▶ [Short exercise]: Output the material from the line containing "Report the position of each instance of the parked" up to and including the line containing "75], [126, 154]]", copying each line without any change.

── Records to use ──

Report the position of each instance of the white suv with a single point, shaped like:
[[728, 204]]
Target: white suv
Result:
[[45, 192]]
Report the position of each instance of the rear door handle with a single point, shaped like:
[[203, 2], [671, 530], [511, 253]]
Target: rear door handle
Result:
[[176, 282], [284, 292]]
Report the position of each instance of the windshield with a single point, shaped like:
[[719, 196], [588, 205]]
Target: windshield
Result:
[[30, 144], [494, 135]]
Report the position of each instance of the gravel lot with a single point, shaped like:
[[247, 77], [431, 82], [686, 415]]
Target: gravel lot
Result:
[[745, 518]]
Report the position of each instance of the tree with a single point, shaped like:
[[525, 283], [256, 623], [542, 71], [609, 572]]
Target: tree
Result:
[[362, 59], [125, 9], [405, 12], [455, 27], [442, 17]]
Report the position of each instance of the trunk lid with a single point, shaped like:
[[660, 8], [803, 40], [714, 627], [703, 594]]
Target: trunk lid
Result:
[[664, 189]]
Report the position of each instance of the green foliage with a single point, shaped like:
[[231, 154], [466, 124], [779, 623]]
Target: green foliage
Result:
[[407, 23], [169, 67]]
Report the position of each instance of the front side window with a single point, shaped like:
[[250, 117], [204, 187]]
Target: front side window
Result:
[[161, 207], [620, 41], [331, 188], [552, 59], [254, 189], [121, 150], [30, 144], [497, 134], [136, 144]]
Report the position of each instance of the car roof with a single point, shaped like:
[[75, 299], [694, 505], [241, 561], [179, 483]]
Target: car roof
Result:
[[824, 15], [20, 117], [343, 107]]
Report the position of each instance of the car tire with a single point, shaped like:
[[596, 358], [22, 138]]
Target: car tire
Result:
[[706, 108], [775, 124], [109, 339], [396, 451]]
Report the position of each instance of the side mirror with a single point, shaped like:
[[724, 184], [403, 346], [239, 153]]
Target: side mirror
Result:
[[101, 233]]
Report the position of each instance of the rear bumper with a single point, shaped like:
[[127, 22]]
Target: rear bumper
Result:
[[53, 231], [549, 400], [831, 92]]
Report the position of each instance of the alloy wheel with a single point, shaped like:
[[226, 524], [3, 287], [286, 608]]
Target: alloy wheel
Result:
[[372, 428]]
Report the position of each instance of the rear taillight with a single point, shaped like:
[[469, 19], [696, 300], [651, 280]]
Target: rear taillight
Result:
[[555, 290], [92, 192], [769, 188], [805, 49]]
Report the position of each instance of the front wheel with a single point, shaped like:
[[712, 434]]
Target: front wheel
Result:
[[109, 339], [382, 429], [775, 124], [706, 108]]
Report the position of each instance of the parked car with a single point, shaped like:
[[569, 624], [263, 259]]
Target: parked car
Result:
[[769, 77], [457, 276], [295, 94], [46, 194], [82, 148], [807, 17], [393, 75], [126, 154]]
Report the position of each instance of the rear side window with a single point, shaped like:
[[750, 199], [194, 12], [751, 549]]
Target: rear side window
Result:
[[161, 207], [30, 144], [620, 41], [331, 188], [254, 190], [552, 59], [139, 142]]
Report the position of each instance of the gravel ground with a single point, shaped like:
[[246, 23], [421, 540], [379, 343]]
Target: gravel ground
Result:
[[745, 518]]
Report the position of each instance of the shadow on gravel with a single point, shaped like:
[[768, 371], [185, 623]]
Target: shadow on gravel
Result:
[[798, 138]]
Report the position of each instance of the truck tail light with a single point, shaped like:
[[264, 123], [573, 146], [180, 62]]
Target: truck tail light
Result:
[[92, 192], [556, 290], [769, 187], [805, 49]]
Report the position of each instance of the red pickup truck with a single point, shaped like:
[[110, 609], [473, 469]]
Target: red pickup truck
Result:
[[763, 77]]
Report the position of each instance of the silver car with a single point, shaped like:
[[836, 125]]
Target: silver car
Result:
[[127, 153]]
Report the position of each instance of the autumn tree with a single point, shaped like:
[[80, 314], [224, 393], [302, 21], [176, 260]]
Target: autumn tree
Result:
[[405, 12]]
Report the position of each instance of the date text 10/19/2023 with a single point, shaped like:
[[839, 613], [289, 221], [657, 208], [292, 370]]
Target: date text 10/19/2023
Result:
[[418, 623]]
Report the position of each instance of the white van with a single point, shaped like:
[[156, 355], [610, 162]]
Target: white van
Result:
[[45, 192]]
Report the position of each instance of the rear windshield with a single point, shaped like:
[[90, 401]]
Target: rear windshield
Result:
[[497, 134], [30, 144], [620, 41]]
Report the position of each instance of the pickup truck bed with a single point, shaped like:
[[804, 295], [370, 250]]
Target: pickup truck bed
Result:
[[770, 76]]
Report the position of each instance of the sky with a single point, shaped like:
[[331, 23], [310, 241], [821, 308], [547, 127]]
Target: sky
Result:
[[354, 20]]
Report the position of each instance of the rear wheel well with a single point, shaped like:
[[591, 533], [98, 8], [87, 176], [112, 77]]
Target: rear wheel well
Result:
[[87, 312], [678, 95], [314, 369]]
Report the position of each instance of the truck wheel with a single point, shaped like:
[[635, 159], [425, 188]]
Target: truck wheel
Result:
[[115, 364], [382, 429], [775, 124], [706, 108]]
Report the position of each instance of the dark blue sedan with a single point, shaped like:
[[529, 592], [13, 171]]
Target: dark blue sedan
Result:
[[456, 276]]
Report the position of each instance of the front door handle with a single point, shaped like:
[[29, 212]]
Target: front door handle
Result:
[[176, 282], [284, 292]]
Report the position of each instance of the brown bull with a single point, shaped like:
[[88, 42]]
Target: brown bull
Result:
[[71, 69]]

───

▶ [Expected answer]:
Report the position of each instance of the parked car with a single point, shaped like:
[[569, 624], [263, 259]]
Target: parked car
Result:
[[769, 77], [457, 276], [295, 94], [46, 194], [82, 148], [807, 17], [393, 75], [126, 154]]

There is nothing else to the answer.